##### DATA FOR THIS TASK

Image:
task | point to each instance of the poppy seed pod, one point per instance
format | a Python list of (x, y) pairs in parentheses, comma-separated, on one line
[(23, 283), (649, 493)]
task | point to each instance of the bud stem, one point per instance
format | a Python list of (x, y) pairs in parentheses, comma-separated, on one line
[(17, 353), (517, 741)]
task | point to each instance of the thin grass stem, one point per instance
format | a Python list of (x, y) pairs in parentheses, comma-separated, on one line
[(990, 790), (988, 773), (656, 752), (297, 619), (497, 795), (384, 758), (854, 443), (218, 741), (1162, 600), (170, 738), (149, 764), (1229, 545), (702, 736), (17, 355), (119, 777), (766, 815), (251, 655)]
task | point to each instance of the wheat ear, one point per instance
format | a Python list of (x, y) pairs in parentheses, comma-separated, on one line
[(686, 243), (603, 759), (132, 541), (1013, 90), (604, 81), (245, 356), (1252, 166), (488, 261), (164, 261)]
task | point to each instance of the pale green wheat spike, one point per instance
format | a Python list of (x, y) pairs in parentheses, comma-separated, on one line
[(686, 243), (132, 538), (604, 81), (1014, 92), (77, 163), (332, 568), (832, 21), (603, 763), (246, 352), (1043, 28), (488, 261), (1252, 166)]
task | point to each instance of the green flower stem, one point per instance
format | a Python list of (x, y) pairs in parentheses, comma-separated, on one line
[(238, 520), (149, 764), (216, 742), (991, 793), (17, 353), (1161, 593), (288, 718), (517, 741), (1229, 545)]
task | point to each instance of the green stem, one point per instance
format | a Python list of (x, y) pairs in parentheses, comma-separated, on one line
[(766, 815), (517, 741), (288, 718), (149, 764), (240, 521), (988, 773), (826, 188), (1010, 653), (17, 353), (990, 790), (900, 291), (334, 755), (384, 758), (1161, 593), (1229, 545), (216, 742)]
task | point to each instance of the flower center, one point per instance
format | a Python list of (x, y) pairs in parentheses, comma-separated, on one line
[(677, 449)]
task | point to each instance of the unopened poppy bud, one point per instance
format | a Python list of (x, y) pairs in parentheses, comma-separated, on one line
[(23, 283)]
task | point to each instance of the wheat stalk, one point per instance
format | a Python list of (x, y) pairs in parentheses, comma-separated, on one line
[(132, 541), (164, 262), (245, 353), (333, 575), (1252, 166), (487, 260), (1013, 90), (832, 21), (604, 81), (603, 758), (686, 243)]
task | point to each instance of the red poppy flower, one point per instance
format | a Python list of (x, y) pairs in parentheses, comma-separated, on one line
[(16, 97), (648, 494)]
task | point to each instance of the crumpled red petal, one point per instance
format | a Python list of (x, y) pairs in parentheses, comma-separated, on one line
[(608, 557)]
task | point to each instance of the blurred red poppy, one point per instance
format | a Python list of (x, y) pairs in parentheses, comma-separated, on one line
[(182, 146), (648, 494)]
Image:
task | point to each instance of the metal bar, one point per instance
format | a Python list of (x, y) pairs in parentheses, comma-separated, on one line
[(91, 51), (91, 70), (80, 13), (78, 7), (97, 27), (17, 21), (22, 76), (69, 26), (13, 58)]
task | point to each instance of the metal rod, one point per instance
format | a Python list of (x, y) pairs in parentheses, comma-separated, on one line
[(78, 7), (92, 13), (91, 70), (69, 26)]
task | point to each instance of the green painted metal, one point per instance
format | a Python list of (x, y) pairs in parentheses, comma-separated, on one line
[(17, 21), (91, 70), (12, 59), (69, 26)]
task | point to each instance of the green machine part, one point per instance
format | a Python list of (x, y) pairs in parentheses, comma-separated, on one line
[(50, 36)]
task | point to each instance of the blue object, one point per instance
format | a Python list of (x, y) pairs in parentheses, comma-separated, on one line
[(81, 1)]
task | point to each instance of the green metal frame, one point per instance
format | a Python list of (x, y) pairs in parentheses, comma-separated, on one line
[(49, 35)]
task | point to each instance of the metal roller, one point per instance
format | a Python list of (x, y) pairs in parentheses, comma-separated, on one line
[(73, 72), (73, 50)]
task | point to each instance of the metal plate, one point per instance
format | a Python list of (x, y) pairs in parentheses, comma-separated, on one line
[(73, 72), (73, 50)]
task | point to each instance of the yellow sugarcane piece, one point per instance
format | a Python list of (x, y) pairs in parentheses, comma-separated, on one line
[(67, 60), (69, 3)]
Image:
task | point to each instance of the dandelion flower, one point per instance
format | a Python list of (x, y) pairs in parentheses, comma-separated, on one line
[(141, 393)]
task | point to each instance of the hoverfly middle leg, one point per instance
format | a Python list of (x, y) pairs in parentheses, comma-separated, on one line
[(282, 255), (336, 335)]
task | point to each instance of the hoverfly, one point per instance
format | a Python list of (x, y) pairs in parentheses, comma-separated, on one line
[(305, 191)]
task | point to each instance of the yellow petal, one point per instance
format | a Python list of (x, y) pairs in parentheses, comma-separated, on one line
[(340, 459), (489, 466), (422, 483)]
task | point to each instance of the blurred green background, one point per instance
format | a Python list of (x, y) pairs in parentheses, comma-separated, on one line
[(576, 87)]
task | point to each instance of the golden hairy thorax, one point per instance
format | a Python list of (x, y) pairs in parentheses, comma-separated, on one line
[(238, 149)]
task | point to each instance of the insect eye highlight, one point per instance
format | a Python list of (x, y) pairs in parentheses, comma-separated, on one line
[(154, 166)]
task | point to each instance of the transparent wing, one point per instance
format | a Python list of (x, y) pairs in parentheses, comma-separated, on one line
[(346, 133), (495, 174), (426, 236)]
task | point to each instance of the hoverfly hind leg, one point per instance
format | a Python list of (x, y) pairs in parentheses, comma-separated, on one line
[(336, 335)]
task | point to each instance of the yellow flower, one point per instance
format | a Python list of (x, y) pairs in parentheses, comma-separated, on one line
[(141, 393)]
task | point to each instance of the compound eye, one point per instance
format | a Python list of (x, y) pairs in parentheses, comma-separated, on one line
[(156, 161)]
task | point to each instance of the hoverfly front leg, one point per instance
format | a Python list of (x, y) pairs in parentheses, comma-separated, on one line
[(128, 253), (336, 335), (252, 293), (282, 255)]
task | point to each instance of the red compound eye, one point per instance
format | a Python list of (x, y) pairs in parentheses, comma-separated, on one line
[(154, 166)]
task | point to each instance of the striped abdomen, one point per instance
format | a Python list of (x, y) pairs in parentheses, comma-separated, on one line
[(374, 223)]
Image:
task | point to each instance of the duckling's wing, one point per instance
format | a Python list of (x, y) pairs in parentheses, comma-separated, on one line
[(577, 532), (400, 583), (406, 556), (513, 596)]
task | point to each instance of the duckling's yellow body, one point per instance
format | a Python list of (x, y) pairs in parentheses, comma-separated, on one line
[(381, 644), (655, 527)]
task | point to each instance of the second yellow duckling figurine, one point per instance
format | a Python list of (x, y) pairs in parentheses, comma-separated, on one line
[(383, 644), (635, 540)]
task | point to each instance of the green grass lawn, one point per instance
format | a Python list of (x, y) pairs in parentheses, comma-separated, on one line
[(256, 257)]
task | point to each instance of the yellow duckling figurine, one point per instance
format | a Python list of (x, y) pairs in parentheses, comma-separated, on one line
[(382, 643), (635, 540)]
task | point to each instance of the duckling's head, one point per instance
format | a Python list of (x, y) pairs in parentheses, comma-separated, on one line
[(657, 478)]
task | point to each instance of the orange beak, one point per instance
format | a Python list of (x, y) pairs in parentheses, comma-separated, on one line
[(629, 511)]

##########

THE TASK.
Can you format all of the items above as a numbered list, leaving out any blank lines?

WRITTEN ANSWER.
1. Image:
2. task | point to each instance of the poppy seed pod, one point per instance
3. format | a Python list of (x, y) pairs in parentheses, comma-separated, on one line
4. [(23, 283), (649, 493)]
5. task | point to each instance of the bud stem, one point per instance
6. format | a Python list of (x, y) pairs in parentheses, comma-separated, on one line
7. [(17, 353), (517, 741)]
8. task | point to each instance of the thin grass stem, one point per instance
9. format | a Python list of (x, y) pairs in parentheses, comma-separated, on one line
10. [(990, 790), (988, 773), (656, 752), (297, 619), (497, 795), (384, 758), (854, 443), (218, 741), (1162, 600), (170, 738), (149, 764), (1229, 545), (702, 736), (17, 355), (119, 777), (766, 815), (251, 655)]
11. task | point to each instance of the wheat ear, one point per instance
12. format | a Python list of (x, y) pairs in parentheses, comma-separated, on one line
13. [(686, 243), (603, 759), (132, 541), (1013, 90), (604, 81), (245, 356), (1252, 166), (488, 261), (164, 261)]
14. task | point to each instance of the pale green wheat spike, one point per instance
15. format | a Python list of (x, y) pairs in parentheses, comma-separated, on one line
16. [(686, 243), (132, 538), (604, 81), (1014, 92), (77, 163), (332, 568), (832, 21), (603, 763), (246, 352), (1043, 28), (488, 261), (1252, 166)]
17. task | point to each instance of the green flower stem, one point per instance
18. format | a Python list of (x, y) pairs in parentheses, comma-separated, on one line
19. [(238, 520), (149, 764), (216, 742), (991, 793), (17, 353), (1161, 593), (288, 718), (517, 741), (1229, 545)]
20. task | point to each instance of the green stem, one point per instance
21. format | a Python list of (x, y) pairs in parentheses, comma-separated, on one line
22. [(766, 815), (517, 741), (288, 718), (149, 764), (240, 521), (988, 773), (826, 188), (1010, 653), (17, 353), (990, 790), (900, 291), (334, 755), (384, 758), (1161, 593), (1229, 545), (216, 742)]
23. task | point to each instance of the flower center, one point per instance
24. format | a Python list of (x, y) pairs in parentheses, comma-separated, on one line
25. [(677, 449)]
26. task | point to each instance of the unopened poppy bud, one point per instance
27. format | a Python list of (x, y) pairs in parentheses, comma-separated, on one line
28. [(23, 283)]
29. task | point to each instance of the wheat stalk, one point per instance
30. format | a Python list of (x, y) pairs in parentheses, comma-separated, on one line
31. [(132, 541), (164, 262), (245, 353), (333, 575), (1252, 166), (487, 260), (1013, 90), (832, 21), (604, 81), (603, 758), (686, 243)]
32. task | point to each instance of the red poppy flower, one point per instance
33. format | a Python list of (x, y) pairs in parentheses, comma-separated, on one line
34. [(16, 97), (648, 494)]
35. task | point to each instance of the crumpled red petal, one point per instance
36. format | a Python list of (x, y) pairs in parentheses, comma-separated, on one line
37. [(608, 557)]
38. task | point to each instance of the blurred red poppy, one point per instance
39. format | a Python list of (x, y) pairs in parentheses, comma-separated, on one line
40. [(182, 146), (648, 494)]
41. Image:
42. task | point to each instance of the metal bar, one point per instance
43. format | a Python list of (x, y) pairs in parentheses, comma-separated, on one line
44. [(91, 51), (91, 70), (80, 13), (78, 7), (97, 27), (17, 21), (22, 76), (69, 26), (13, 58)]
45. task | point to each instance of the metal rod, one point per instance
46. format | a Python list of (x, y) pairs in parentheses, comma-separated, on one line
47. [(78, 7), (92, 13), (91, 70), (69, 26)]
48. task | point to each instance of the green painted metal, one point per instance
49. format | a Python list of (x, y) pairs in parentheses, comma-separated, on one line
50. [(17, 21), (91, 70), (12, 59), (69, 26)]
51. task | point to each instance of the green machine part, one point per instance
52. format | a Python list of (x, y) pairs in parentheses, comma-separated, on one line
53. [(50, 36)]
54. task | point to each instance of the blue object, one point per instance
55. format | a Python list of (x, y) pairs in parentheses, comma-separated, on one line
56. [(81, 1)]
57. task | point to each instance of the green metal frame, one point per instance
58. format | a Python list of (x, y) pairs in parentheses, comma-separated, on one line
59. [(49, 35)]
60. task | point to each instance of the metal roller, one point per instance
61. format | a Python list of (x, y) pairs in parentheses, comma-separated, on one line
62. [(73, 72), (73, 50)]
63. task | point to each instance of the metal plate, one point per instance
64. format | a Python list of (x, y) pairs in parentheses, comma-separated, on one line
65. [(73, 72), (73, 50)]
66. task | point to each instance of the yellow sugarcane piece, one point per instance
67. format | a Python list of (x, y) pairs in parentheses, comma-separated, on one line
68. [(67, 60), (69, 3)]
69. Image:
70. task | point to each instance of the dandelion flower, one point per instance
71. format | a Python list of (x, y) pairs in parentheses, comma-separated, on one line
72. [(141, 393)]
73. task | point to each instance of the hoverfly middle leg, one point per instance
74. format | a Python list of (x, y) pairs in parentheses, comma-separated, on one line
75. [(282, 255), (336, 335)]
76. task | point to each instance of the hoverfly, one point per instance
77. format | a Python list of (x, y) pairs in parentheses, comma-separated, on one line
78. [(305, 191)]
79. task | point to each instance of the yellow petal, one point per instance
80. format | a Python list of (x, y) pairs in parentheses, comma-separated, on one line
81. [(340, 459), (489, 466), (422, 483)]
82. task | point to each instance of the blurred green background, one point per instance
83. format | a Python list of (x, y) pairs in parentheses, comma-separated, on one line
84. [(576, 87)]
85. task | point to each instance of the golden hairy thorax, one point per instance
86. format | a Python list of (x, y) pairs in parentheses, comma-separated, on one line
87. [(238, 149)]
88. task | point to each instance of the insect eye highlight, one point per instance
89. format | a Python list of (x, y) pairs in parentheses, comma-separated, on one line
90. [(154, 166)]
91. task | point to each instance of the transparent wing, one point per instance
92. format | a Python list of (x, y) pairs in parentheses, comma-separated, on one line
93. [(346, 133), (495, 174), (426, 236)]
94. task | point to each instance of the hoverfly hind leg, one point per instance
95. format | a Python list of (x, y) pairs in parentheses, comma-separated, on one line
96. [(336, 335)]
97. task | point to each instance of the yellow flower, one point per instance
98. format | a Python list of (x, y) pairs in parentheses, comma-separated, on one line
99. [(141, 393)]
100. task | point to each instance of the compound eye, one point per instance
101. format | a Python list of (x, y) pairs in parentheses, comma-separated, on one line
102. [(156, 161)]
103. task | point to each instance of the hoverfly front leg, one point per instance
104. format | a Python list of (x, y) pairs in parentheses, comma-separated, on one line
105. [(128, 253), (336, 335), (252, 293), (282, 255)]
106. task | point to each instance of the red compound eye, one point per instance
107. format | a Python list of (x, y) pairs in parentheses, comma-separated, on one line
108. [(154, 166)]
109. task | point to each instance of the striped abdomen, one point per instance
110. format | a Python list of (x, y) pairs in parentheses, comma-separated, on one line
111. [(374, 223)]
112. Image:
113. task | point to each instance of the duckling's wing, one point per instance
114. format | a Python list of (x, y) pairs in parentheses, comma-separated, on one line
115. [(577, 532), (400, 583), (406, 556), (513, 596)]
116. task | point to each instance of the duckling's yellow body, one point per instance
117. format | a Python list of (x, y) pairs in parentheses, comma-separated, on one line
118. [(381, 644), (655, 527)]
119. task | point to each instance of the second yellow duckling figurine, one point per instance
120. format | a Python list of (x, y) pairs in parentheses, comma-separated, on one line
121. [(383, 644), (635, 540)]
122. task | point to each instance of the green grass lawn, one point per instance
123. format | a Python list of (x, y) pairs in parentheses, comma-separated, on one line
124. [(256, 257)]
125. task | point to each instance of the yellow duckling figurine, one point per instance
126. format | a Python list of (x, y) pairs in parentheses, comma-separated, on one line
127. [(382, 643), (635, 540)]
128. task | point to each instance of the duckling's head, one point per instance
129. format | a Python list of (x, y) pairs in parentheses, comma-separated, on one line
130. [(657, 478)]
131. task | point to each instance of the orange beak, one point per instance
132. format | a Python list of (x, y) pairs in parentheses, comma-separated, on one line
133. [(629, 511)]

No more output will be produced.